(PROBLEM REQUIREMENTS): Print each line of the material again, keeping everything exact.

(TASK DATA):
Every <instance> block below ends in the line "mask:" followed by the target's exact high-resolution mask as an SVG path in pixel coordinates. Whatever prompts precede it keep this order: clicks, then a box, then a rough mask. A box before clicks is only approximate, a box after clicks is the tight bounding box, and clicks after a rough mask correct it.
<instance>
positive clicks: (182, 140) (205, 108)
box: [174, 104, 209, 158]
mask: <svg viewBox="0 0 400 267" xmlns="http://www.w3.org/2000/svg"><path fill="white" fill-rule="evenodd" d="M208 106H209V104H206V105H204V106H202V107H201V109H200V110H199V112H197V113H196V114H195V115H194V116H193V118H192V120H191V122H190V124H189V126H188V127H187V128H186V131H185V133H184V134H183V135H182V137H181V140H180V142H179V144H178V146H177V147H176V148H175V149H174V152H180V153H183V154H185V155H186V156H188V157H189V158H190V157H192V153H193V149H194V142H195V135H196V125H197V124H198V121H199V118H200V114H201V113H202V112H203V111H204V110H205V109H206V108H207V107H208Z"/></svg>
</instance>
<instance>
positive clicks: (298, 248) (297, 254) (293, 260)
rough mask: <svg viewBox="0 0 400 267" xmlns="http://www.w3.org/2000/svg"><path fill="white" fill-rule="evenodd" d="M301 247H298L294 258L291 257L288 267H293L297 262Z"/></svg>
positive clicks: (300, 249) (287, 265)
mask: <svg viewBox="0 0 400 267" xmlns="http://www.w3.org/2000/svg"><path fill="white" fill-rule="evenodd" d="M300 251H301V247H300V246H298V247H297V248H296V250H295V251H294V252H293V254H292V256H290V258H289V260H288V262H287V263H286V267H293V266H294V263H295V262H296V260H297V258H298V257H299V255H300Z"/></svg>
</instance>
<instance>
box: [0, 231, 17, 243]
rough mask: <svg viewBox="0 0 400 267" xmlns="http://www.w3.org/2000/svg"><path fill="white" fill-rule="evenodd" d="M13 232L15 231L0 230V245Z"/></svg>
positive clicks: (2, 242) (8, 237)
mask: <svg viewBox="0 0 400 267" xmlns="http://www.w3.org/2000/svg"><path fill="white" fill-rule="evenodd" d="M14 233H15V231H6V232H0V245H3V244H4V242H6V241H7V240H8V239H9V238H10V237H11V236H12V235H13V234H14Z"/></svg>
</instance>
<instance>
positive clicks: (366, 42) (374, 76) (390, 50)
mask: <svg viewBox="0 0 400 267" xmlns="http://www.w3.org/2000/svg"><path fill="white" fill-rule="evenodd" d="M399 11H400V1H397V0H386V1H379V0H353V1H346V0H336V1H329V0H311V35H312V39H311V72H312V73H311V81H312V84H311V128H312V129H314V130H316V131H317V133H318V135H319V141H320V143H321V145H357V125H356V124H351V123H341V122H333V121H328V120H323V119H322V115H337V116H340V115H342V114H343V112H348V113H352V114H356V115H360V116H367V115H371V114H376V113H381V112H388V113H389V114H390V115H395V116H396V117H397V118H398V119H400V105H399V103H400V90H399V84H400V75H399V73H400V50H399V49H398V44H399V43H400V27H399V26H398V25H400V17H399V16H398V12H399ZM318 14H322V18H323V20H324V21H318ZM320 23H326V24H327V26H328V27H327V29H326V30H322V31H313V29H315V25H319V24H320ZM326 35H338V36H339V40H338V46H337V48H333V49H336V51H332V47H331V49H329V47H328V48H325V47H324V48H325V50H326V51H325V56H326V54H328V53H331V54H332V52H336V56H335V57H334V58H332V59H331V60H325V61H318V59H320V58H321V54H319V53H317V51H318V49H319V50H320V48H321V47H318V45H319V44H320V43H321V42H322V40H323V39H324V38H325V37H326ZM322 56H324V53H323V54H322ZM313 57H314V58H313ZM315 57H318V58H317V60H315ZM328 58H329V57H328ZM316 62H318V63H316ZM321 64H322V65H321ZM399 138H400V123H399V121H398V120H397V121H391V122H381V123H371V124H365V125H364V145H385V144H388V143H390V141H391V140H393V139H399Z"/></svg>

(SOLUTION):
Every <instance> block below ends in the line "mask:" followed by the target's exact high-resolution mask as an SVG path in pixel coordinates. Whatever prompts precede it keep this order: clicks, then a box, then a rough mask. A box before clicks is only approximate, a box after clicks is the tight bounding box, and clicks after a rough mask correct it.
<instance>
positive clicks: (182, 140) (205, 108)
box: [174, 104, 209, 158]
mask: <svg viewBox="0 0 400 267" xmlns="http://www.w3.org/2000/svg"><path fill="white" fill-rule="evenodd" d="M208 106H209V104H206V105H204V106H202V107H201V109H200V110H199V112H197V113H196V114H195V115H194V116H193V118H192V120H191V122H190V124H189V126H188V127H187V128H186V131H185V133H184V134H183V135H182V137H181V140H180V142H179V144H178V146H177V147H176V148H175V149H174V152H180V153H183V154H185V155H186V156H188V157H189V158H190V157H192V153H193V149H194V142H195V135H196V125H197V124H198V121H199V118H200V114H201V113H202V112H203V111H204V110H205V109H206V108H207V107H208Z"/></svg>
</instance>
<instance>
positive clicks: (298, 248) (297, 254) (293, 260)
rough mask: <svg viewBox="0 0 400 267" xmlns="http://www.w3.org/2000/svg"><path fill="white" fill-rule="evenodd" d="M301 247H298L294 258L291 257L288 267H293L297 262Z"/></svg>
positive clicks: (300, 249) (287, 265)
mask: <svg viewBox="0 0 400 267" xmlns="http://www.w3.org/2000/svg"><path fill="white" fill-rule="evenodd" d="M300 251H301V247H300V246H298V247H297V248H296V250H295V251H294V252H293V254H292V256H290V258H289V260H288V262H287V263H286V267H293V266H294V263H295V262H296V260H297V258H298V257H299V255H300Z"/></svg>
</instance>
<instance>
box: [0, 231, 17, 243]
rough mask: <svg viewBox="0 0 400 267" xmlns="http://www.w3.org/2000/svg"><path fill="white" fill-rule="evenodd" d="M13 232L15 231L0 230V245Z"/></svg>
positive clicks: (2, 242) (8, 237)
mask: <svg viewBox="0 0 400 267" xmlns="http://www.w3.org/2000/svg"><path fill="white" fill-rule="evenodd" d="M14 233H15V231H6V232H0V245H3V244H4V242H6V241H7V240H8V239H9V238H10V237H11V236H12V235H13V234H14Z"/></svg>
</instance>
<instance>
positive clicks: (366, 42) (374, 76) (390, 50)
mask: <svg viewBox="0 0 400 267" xmlns="http://www.w3.org/2000/svg"><path fill="white" fill-rule="evenodd" d="M399 11H400V1H397V0H386V1H379V0H353V1H346V0H336V1H329V0H311V35H312V39H311V72H312V73H311V81H312V84H311V128H312V129H314V130H316V131H317V133H318V135H319V141H320V143H321V145H357V125H356V124H351V123H341V122H333V121H328V120H323V119H322V115H337V116H340V115H342V114H343V112H348V113H352V114H356V115H360V116H367V115H371V114H376V113H381V112H388V113H389V114H390V115H395V116H396V117H397V118H398V119H400V105H399V103H400V90H399V84H400V75H399V73H400V50H399V49H398V44H399V43H400V27H399V26H398V25H400V17H399V16H398V12H399ZM318 14H322V18H323V20H324V21H318ZM320 23H326V24H327V26H328V27H327V29H326V30H322V31H313V29H315V25H319V24H320ZM326 35H338V36H339V40H338V46H337V48H333V49H336V51H332V47H331V49H329V47H328V48H325V47H324V48H325V50H326V51H325V56H326V54H328V53H331V54H332V52H336V56H335V57H334V58H332V59H331V60H325V61H318V59H320V58H321V54H319V53H317V51H318V49H319V50H320V48H321V47H318V45H319V44H320V43H321V42H322V40H323V39H324V38H325V37H326ZM322 56H324V53H323V54H322ZM313 57H314V58H313ZM315 57H318V58H317V60H315ZM328 58H329V57H328ZM316 62H318V63H316ZM321 64H322V65H321ZM399 138H400V123H399V121H398V120H397V121H391V122H381V123H371V124H365V125H364V145H385V144H388V143H390V141H391V140H393V139H399Z"/></svg>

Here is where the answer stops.